§ TEXT EXCERPT:
The river enters its wide estuary by a main, northern, channel, and a narrower southern distributary, as the M1 motorway passes by overhead. Two small streams flow in from the south, then the Lissenhall Stream from the north in the first kilometre of the estuary, then the Gaybrook Stream and another from the south. The waters then flow in a narrow gap between two railway embankments, under the Broadmeadow viaduct, into the outer, near-fully tidal, estuary. After the Turvey River flows in from the north, the final outfall of the Broadmeadow occurs in a gap of around 200 metres, north of Malahide village.

===Salinity and temperature===
Salinity and temperature, which impact flora and fauna, have been measured for parts of the Broadmeadow system at times, notably in the two basins of the Broadmeadow estuary. The estuary is at times polyhaline, notably when tides retreat and freshwater inflows become relatively stronger, and at times euhaline; levels range from 21 to 35 parts per thousand. Spring temperatures have ranged from 14.2° to 17.2 °C in one survey, and autumn from 13.1° to 17.1 °C.

§ RECORD EXTRACTS:
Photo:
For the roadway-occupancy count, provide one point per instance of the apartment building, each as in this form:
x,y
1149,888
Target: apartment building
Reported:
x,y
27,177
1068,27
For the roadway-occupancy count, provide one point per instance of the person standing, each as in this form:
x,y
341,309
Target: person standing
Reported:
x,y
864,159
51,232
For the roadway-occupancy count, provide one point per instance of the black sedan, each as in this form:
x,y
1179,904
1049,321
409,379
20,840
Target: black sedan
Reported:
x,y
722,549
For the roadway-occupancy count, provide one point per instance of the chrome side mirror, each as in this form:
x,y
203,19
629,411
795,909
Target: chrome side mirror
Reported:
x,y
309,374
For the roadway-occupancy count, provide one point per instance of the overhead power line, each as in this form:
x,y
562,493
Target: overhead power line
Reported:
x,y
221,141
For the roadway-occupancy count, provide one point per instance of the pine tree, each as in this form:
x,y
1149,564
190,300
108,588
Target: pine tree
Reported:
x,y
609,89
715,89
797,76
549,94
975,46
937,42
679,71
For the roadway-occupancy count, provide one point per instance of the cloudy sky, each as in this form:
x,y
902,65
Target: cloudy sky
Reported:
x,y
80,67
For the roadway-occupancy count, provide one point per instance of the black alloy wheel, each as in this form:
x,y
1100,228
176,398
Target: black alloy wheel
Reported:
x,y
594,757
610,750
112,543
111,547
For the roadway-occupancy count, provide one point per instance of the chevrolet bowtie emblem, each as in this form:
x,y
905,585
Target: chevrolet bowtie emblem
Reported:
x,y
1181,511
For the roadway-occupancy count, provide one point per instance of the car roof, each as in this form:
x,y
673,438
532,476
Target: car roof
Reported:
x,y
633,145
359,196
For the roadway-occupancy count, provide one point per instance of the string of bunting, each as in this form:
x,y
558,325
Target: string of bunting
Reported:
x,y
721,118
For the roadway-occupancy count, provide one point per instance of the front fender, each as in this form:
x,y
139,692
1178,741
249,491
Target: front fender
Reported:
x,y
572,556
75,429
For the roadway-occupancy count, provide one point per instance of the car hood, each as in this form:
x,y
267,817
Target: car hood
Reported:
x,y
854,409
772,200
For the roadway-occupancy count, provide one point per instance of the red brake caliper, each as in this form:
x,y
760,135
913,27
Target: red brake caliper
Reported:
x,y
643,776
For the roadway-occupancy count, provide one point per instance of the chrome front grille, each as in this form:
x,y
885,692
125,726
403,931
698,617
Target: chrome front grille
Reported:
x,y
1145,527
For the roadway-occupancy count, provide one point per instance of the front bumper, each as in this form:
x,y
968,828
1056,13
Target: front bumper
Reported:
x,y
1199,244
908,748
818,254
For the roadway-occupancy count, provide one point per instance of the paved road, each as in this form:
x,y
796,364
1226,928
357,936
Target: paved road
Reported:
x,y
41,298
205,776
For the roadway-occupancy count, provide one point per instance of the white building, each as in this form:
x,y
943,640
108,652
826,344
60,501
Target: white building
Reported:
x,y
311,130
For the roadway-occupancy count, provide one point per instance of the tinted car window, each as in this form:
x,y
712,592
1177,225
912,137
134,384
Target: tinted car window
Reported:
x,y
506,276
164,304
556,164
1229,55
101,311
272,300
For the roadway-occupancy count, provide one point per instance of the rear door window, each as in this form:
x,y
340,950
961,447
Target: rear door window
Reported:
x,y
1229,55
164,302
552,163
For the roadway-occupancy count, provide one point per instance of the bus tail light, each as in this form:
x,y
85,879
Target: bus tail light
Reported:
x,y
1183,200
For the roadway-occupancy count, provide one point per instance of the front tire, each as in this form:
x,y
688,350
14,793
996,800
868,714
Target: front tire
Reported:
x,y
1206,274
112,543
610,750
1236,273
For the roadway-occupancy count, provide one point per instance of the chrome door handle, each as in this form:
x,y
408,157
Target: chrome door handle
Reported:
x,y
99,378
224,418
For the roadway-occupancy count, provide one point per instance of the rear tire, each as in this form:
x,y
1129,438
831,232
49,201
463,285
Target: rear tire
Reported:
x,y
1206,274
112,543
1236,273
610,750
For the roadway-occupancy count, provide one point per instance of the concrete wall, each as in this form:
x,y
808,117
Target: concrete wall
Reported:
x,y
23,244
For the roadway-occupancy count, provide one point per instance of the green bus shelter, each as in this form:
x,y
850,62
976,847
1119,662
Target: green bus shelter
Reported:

§ EXERCISE SET:
• A. Using the Broadmeadow estuary text above, decide whether each statement agrees with it. Answer yes or no for each, and quote the words of the text that decide it.
(i) The Lissenhall Stream flows into the estuary from the south.
(ii) Salinity in the estuary ranges from 21 to 35 parts per thousand.
(iii) The final outfall of the Broadmeadow lies south of Malahide village.
• B. Answer these questions from the Broadmeadow estuary text above.
(i) Which road passes overhead where the river enters its estuary?
(ii) Under which viaduct do the waters flow into the outer estuary?
(iii) How wide is the gap where the final outfall of the Broadmeadow occurs?
• C. The Broadmeadow estuary text above says the estuary is at times polyhaline. In one to three sentences, explain when this happens and why, according to the text.

§ RESULTS OF THE EXERCISE:
• A.
(i) No: "then the Lissenhall Stream from the north"
(ii) Yes: "levels range from 21 to 35 parts per thousand"
(iii) No: "the final outfall of the Broadmeadow occurs in a gap of around 200 metres, north of Malahide village"

• B.
(i) The M1 motorway.
(ii) The Broadmeadow viaduct.
(iii) Around 200 metres.

• C. The estuary becomes polyhaline notably when the tides retreat. At those times the freshwater inflows become relatively stronger.